● **Exercise prompt**: Give the total number of lines in the data below that include "conical", and nothing else.

Records from a collection:
------------------------

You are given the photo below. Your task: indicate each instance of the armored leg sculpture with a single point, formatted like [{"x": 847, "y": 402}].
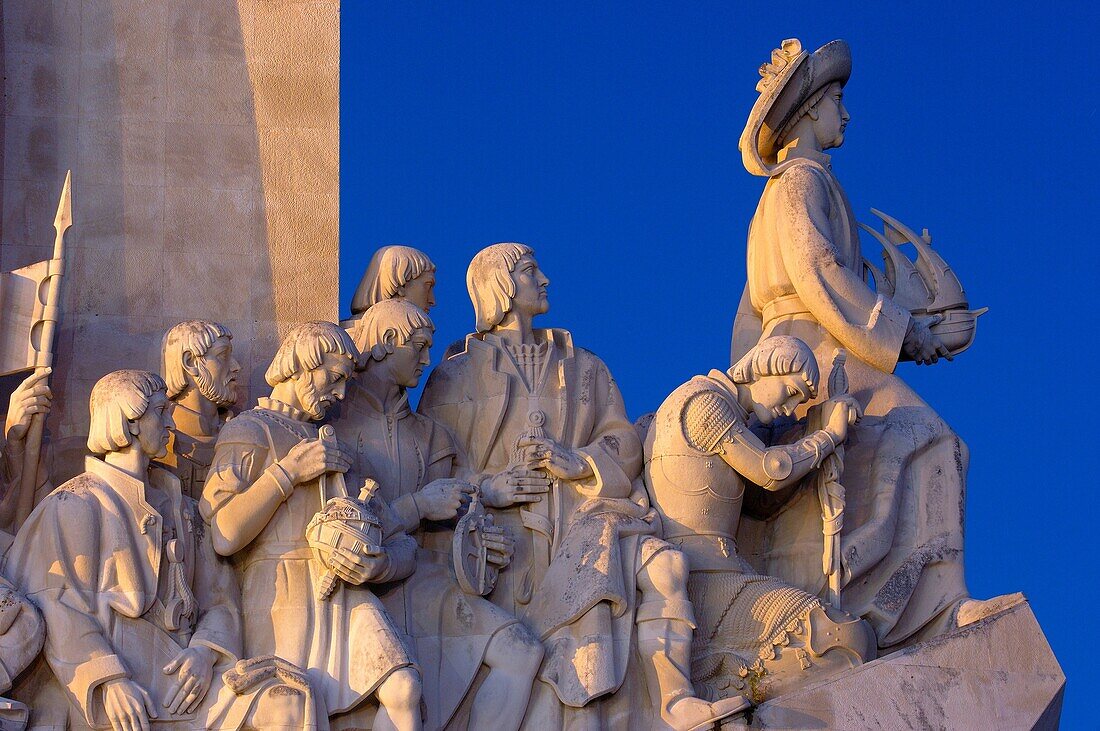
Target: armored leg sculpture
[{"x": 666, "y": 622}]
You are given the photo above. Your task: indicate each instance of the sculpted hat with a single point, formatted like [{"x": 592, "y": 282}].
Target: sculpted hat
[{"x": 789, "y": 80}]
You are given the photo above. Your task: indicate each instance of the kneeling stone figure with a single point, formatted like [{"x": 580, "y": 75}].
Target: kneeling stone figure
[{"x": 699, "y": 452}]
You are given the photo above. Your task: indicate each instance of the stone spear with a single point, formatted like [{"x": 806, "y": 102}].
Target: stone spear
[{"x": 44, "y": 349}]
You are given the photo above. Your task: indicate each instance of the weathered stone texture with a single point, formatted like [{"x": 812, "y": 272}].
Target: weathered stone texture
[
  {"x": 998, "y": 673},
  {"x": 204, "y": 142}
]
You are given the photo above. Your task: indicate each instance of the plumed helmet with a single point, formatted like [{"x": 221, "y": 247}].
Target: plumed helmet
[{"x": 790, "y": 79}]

------------------------

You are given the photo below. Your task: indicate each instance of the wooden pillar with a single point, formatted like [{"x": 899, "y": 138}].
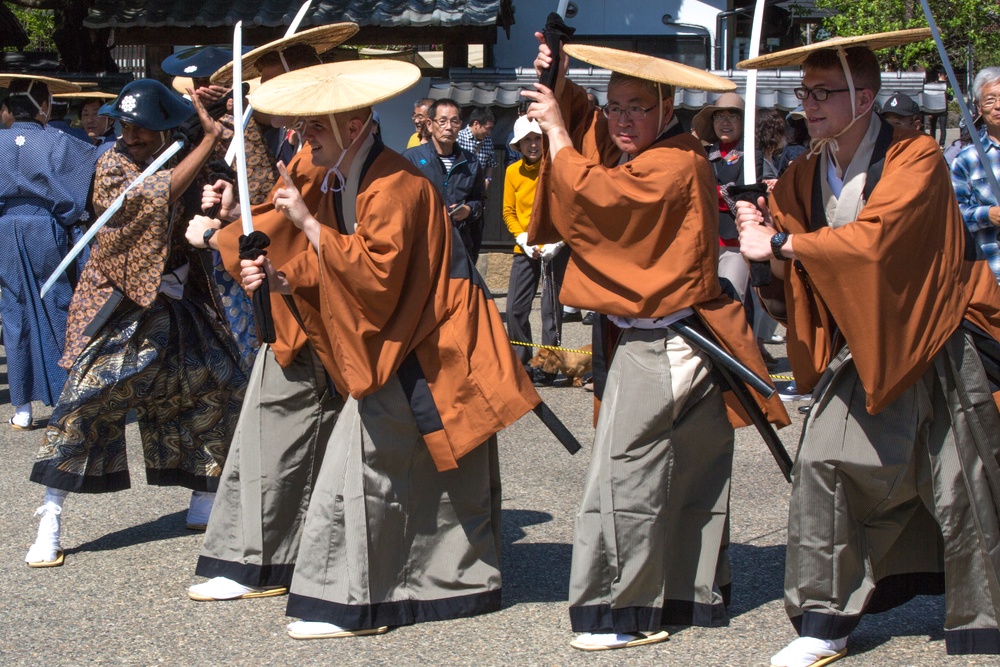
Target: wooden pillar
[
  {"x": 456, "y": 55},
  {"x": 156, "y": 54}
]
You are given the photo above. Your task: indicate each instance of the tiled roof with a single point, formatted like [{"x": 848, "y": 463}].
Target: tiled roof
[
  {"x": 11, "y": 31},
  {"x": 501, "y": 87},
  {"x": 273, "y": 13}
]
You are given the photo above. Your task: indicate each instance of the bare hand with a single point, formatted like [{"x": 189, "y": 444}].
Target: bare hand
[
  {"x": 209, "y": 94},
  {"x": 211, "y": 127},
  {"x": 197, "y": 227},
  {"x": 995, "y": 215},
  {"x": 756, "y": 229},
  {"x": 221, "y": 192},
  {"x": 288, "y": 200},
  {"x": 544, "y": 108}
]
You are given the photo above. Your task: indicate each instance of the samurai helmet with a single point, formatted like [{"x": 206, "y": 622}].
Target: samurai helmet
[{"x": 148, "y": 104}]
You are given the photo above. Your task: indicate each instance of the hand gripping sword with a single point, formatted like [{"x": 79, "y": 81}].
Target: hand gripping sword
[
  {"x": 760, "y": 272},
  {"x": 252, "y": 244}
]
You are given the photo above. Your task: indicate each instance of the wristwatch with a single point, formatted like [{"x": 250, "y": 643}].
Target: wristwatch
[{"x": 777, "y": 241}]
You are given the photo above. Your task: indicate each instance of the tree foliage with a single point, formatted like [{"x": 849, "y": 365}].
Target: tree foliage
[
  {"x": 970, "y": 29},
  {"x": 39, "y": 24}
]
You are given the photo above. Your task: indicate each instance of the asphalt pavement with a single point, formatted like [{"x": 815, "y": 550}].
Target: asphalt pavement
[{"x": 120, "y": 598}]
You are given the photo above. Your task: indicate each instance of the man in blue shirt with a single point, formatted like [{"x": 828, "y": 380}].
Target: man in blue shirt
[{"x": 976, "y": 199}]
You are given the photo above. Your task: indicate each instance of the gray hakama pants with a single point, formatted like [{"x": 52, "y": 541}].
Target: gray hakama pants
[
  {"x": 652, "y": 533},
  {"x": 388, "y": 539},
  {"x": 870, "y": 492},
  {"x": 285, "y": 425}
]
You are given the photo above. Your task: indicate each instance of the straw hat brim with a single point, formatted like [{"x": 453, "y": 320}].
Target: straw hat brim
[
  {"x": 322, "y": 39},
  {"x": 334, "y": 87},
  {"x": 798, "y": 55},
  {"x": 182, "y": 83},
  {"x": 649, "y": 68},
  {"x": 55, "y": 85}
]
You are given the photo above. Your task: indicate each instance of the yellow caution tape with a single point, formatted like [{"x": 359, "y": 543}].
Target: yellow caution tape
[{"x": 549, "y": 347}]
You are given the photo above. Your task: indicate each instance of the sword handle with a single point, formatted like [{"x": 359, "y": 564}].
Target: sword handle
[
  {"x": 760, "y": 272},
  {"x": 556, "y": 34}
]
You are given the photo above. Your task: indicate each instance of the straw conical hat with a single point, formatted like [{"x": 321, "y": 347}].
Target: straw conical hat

------------------------

● **Problem solution**: 2